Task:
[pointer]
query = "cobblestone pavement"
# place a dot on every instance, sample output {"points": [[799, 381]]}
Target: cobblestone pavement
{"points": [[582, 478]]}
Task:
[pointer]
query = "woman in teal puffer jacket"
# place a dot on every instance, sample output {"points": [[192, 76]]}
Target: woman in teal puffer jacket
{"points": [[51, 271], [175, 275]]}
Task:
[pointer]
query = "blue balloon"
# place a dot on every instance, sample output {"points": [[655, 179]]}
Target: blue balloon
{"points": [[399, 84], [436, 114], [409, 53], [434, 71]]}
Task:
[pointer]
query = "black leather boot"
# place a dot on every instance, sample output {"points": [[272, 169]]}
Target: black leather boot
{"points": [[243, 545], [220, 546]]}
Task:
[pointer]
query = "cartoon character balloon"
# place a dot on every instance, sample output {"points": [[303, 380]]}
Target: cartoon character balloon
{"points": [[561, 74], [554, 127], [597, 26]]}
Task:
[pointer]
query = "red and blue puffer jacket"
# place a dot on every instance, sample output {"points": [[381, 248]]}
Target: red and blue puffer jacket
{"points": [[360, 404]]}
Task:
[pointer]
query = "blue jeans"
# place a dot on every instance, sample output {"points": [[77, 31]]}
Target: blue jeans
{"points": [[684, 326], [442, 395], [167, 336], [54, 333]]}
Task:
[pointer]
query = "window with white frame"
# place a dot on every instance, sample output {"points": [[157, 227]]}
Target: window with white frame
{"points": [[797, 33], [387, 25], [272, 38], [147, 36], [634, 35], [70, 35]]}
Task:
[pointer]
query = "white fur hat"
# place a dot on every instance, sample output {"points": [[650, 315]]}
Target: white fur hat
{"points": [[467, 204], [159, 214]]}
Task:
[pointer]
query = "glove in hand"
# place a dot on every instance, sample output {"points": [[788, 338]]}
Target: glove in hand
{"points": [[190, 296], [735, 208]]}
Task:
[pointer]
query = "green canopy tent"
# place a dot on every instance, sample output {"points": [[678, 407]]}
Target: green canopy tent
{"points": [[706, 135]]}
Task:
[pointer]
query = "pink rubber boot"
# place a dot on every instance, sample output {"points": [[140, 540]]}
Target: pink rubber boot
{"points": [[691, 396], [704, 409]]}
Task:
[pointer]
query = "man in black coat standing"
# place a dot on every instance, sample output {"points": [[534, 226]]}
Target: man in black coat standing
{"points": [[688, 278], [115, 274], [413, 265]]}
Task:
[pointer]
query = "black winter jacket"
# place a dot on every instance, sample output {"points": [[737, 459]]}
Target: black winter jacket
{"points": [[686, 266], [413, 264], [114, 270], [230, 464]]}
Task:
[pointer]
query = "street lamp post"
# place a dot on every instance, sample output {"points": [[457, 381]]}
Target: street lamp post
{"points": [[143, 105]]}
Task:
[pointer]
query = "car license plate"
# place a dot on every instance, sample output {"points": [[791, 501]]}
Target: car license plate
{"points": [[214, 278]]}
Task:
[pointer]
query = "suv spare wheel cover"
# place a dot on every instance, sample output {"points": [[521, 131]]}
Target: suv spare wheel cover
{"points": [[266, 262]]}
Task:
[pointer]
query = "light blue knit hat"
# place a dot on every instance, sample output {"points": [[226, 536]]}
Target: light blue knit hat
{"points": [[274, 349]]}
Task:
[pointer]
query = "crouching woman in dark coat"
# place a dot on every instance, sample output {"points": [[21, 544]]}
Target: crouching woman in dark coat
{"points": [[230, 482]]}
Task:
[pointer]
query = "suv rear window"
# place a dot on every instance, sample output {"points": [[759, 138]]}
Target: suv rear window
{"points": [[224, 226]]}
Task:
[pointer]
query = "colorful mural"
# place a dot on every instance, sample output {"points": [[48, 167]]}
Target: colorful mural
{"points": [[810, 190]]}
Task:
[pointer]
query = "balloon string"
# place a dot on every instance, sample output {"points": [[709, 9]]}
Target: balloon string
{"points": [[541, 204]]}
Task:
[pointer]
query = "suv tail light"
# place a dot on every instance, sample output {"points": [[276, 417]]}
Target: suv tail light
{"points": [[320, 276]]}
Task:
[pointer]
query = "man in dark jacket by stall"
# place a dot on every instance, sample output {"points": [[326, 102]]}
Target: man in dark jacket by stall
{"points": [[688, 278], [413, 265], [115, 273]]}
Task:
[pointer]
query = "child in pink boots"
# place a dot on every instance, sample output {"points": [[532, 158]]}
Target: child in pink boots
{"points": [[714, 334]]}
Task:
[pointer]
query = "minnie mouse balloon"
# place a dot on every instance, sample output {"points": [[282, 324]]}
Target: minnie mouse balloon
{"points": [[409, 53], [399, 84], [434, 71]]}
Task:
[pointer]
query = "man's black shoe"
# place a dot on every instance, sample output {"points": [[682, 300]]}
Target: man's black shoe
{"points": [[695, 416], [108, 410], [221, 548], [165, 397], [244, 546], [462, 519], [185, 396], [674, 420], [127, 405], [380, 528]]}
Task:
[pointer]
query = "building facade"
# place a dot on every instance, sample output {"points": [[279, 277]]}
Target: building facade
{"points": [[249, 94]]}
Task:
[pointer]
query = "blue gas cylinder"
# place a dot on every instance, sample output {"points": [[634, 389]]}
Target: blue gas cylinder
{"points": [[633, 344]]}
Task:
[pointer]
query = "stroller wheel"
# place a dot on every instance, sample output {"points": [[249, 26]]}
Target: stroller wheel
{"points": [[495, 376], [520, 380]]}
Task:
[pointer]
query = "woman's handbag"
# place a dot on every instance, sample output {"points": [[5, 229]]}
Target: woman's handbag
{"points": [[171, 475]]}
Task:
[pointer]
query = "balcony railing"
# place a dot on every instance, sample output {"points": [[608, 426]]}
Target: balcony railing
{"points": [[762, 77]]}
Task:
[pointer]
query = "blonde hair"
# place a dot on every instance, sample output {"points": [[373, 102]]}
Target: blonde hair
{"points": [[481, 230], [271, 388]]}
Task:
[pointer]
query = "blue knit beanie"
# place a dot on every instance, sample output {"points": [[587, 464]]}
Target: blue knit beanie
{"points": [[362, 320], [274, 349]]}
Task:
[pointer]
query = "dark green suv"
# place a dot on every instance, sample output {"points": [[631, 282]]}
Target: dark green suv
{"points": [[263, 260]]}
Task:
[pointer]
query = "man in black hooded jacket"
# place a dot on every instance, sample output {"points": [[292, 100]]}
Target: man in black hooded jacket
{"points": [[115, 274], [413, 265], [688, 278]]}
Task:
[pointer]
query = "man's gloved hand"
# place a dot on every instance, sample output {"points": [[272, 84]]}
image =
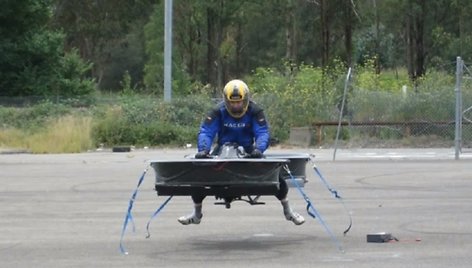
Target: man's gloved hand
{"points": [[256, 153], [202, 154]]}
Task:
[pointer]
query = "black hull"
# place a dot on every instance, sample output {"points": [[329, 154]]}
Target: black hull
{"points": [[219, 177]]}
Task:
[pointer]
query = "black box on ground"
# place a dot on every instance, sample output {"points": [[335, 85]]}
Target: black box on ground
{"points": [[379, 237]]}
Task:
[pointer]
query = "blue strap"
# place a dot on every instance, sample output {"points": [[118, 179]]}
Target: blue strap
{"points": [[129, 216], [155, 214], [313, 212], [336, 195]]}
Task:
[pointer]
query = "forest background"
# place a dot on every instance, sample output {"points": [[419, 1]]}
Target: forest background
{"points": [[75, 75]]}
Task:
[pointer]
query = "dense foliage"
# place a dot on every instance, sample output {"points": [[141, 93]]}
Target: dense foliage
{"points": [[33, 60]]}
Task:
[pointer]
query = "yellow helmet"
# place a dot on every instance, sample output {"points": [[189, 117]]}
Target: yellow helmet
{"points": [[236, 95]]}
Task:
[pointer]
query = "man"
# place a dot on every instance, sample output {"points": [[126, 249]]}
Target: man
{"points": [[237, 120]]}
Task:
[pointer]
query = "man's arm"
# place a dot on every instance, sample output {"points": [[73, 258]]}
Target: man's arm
* * * *
■ **What you should do**
Copy out all the data exactly; skip the pictures.

■ **Output of the task**
Task:
[pointer]
query = "cobblestone pavement"
# place a dot on every instance, sample output {"points": [[799, 381]]}
Target: cobblestone pavement
{"points": [[582, 478]]}
Task:
[pointer]
query = "woman in teal puffer jacket"
# place a dot on every instance, sample output {"points": [[192, 76]]}
Target: woman in teal puffer jacket
{"points": [[51, 271], [175, 275]]}
Task:
[pointer]
query = "blue balloon"
# place a dot on every instance, sample output {"points": [[655, 179]]}
Target: blue balloon
{"points": [[399, 84], [436, 114], [409, 53], [434, 71]]}
Task:
[pointer]
query = "black leather boot"
# place a dot on every instance, sample output {"points": [[272, 169]]}
Target: black leather boot
{"points": [[243, 545], [220, 546]]}
Task:
[pointer]
query = "cartoon character balloon"
# place a dot on every instance, sample output {"points": [[303, 380]]}
Target: cartoon character balloon
{"points": [[561, 74], [554, 127], [597, 26]]}
Task:
[pointer]
query = "red and blue puffer jacket"
# place a dot on every instance, sample output {"points": [[381, 248]]}
Target: red and blue puffer jacket
{"points": [[360, 404]]}
Task:
[pointer]
query = "blue jeans"
# place a dot on every instance, sample output {"points": [[77, 31]]}
Target: blue jeans
{"points": [[684, 326], [442, 395], [167, 336], [54, 333]]}
Task:
[pointer]
query = "window with white frame"
# place a dot on every instance, sample output {"points": [[157, 227]]}
Target: window with white frame
{"points": [[797, 33], [387, 25], [272, 38], [147, 36], [634, 35], [70, 35]]}
Task:
[pointer]
query = "white fur hat"
# place a dot on every instance, sample output {"points": [[650, 315]]}
Target: white fur hat
{"points": [[467, 204], [159, 214]]}
Task:
[pointer]
query = "glove in hand"
# place a dot on every instance, sample output {"points": [[788, 338]]}
Target: glove in hand
{"points": [[190, 296], [735, 208]]}
Task:
[pointer]
query = "green canopy tent"
# place a dot on every instance, sample output {"points": [[678, 407]]}
Target: green canopy tent
{"points": [[706, 135]]}
Task:
[pointer]
query = "pink rubber boot"
# place a dot on every instance, sample output {"points": [[140, 540]]}
Target: pink rubber boot
{"points": [[691, 396], [704, 409]]}
Task:
[pointer]
query = "man in black coat standing"
# place a dot on every instance, sample output {"points": [[534, 226]]}
Target: man in black coat standing
{"points": [[688, 278], [115, 274], [413, 265]]}
Task:
[pointer]
query = "black winter jacket"
# place a dot on every instance, sample output {"points": [[737, 459]]}
Target: black winter jacket
{"points": [[686, 266], [413, 264], [114, 270], [230, 464]]}
Task:
[pointer]
query = "street lamp post"
# place a dot on every instance, sample output {"points": [[457, 381]]}
Target: street lamp post
{"points": [[143, 105]]}
Task:
[pointer]
query = "car license plate"
# place a dot on every instance, sample output {"points": [[791, 501]]}
Target: car license plate
{"points": [[214, 278]]}
Task:
[pointer]
query = "suv spare wheel cover"
# place a dot on every instance, sample output {"points": [[521, 131]]}
Target: suv spare wheel cover
{"points": [[266, 262]]}
Task:
[pointer]
query = "light blue knit hat"
# place a dot on every instance, sample output {"points": [[226, 536]]}
Target: light blue knit hat
{"points": [[274, 349]]}
Task:
[pointer]
query = "crouching woman in dark coat"
# place a dot on every instance, sample output {"points": [[21, 544]]}
Target: crouching woman in dark coat
{"points": [[230, 482]]}
Task:
[pointer]
query = "suv rear window"
# place a dot on every instance, sample output {"points": [[759, 138]]}
Target: suv rear window
{"points": [[224, 226]]}
Task:
[pointer]
query = "colorful mural"
# place a dot on every instance, sample output {"points": [[48, 167]]}
Target: colorful mural
{"points": [[810, 190]]}
Task:
[pointer]
query = "balloon string"
# place a dot on every instance, sample output {"points": [[709, 9]]}
Target: balloon string
{"points": [[541, 204]]}
Task:
[pointer]
query = "suv tail light"
# place a dot on every instance, sample output {"points": [[276, 417]]}
Target: suv tail light
{"points": [[320, 276]]}
Task:
[pointer]
query = "man in dark jacket by stall"
# place a dot on every instance, sample output {"points": [[326, 102]]}
Target: man in dark jacket by stall
{"points": [[688, 278], [413, 265], [115, 273]]}
Task:
[pointer]
query = "child in pink boots"
# place a dot on every instance, sample output {"points": [[532, 158]]}
Target: child in pink boots
{"points": [[714, 334]]}
Task:
[pointer]
query = "minnie mouse balloon"
# place a dot on every instance, sample output {"points": [[282, 324]]}
Target: minnie mouse balloon
{"points": [[409, 53], [399, 84], [434, 71]]}
Task:
[pointer]
query = "man's black shoe"
# place a dot on every instance, sample output {"points": [[682, 300]]}
Target: man's black shoe
{"points": [[695, 416], [108, 410], [221, 548], [165, 397], [244, 546], [462, 519], [185, 396], [674, 420], [127, 405], [380, 528]]}
Task:
[pointer]
query = "building facade"
# place a dot on every instance, sample output {"points": [[279, 277]]}
Target: building facade
{"points": [[249, 94]]}
Task:
[pointer]
query = "blue gas cylinder"
# place a dot on every instance, sample output {"points": [[634, 389]]}
Target: blue gas cylinder
{"points": [[633, 344]]}
Task:
[pointer]
query = "stroller wheel"
# place a dot on every instance, sample output {"points": [[249, 26]]}
Target: stroller wheel
{"points": [[495, 376], [520, 380]]}
Task:
[pointer]
query = "woman's handbag"
# place a dot on every instance, sample output {"points": [[5, 229]]}
Target: woman's handbag
{"points": [[171, 475]]}
Task:
[pointer]
query = "balcony railing"
# place a dot on every instance, sample output {"points": [[608, 426]]}
Target: balcony railing
{"points": [[762, 77]]}
Task:
[pointer]
query = "blonde hair"
# place a dot on every instance, sample output {"points": [[373, 102]]}
Target: blonde hair
{"points": [[481, 230], [271, 388]]}
Task:
[pointer]
query = "blue knit beanie"
# place a dot on every instance, sample output {"points": [[587, 464]]}
Target: blue knit beanie
{"points": [[362, 320], [274, 349]]}
Task:
[pointer]
query = "dark green suv"
# place a dot on every instance, sample output {"points": [[631, 282]]}
Target: dark green suv
{"points": [[263, 260]]}
Task:
[pointer]
query = "man in black hooded jacket"
# place a dot on every instance, sample output {"points": [[292, 100]]}
Target: man in black hooded jacket
{"points": [[115, 274], [413, 265], [688, 278]]}
Task:
[pointer]
query = "man's gloved hand"
# place a dot on every instance, sample output {"points": [[272, 84]]}
image =
Target: man's gloved hand
{"points": [[256, 153], [202, 154]]}
Task:
[pointer]
query = "black hull"
# place a dot on every instance, sample output {"points": [[329, 154]]}
Target: black hull
{"points": [[219, 177]]}
Task:
[pointer]
query = "black box on ground"
# place a dot on every instance, sample output {"points": [[335, 85]]}
Target: black box on ground
{"points": [[379, 237]]}
Task:
[pointer]
query = "blue strap"
# place a dot on every instance, sample output {"points": [[118, 179]]}
Target: blue strap
{"points": [[129, 216], [155, 214], [313, 212], [336, 195]]}
Task:
[pointer]
query = "forest background"
# place a dot on every instance, sample output {"points": [[419, 1]]}
Target: forest background
{"points": [[75, 75]]}
Task:
[pointer]
query = "dense foliage"
# place a dot on every instance, sample output {"points": [[141, 93]]}
Target: dense foliage
{"points": [[33, 60]]}
Task:
[pointer]
query = "yellow helmet"
# place a dot on every instance, sample output {"points": [[189, 117]]}
Target: yellow helmet
{"points": [[236, 95]]}
Task:
[pointer]
query = "man"
# place a dot on every instance, sample output {"points": [[126, 249]]}
Target: man
{"points": [[237, 120]]}
Task:
[pointer]
query = "man's arm"
# place a dot on every instance, sample output {"points": [[73, 258]]}
Target: man's arm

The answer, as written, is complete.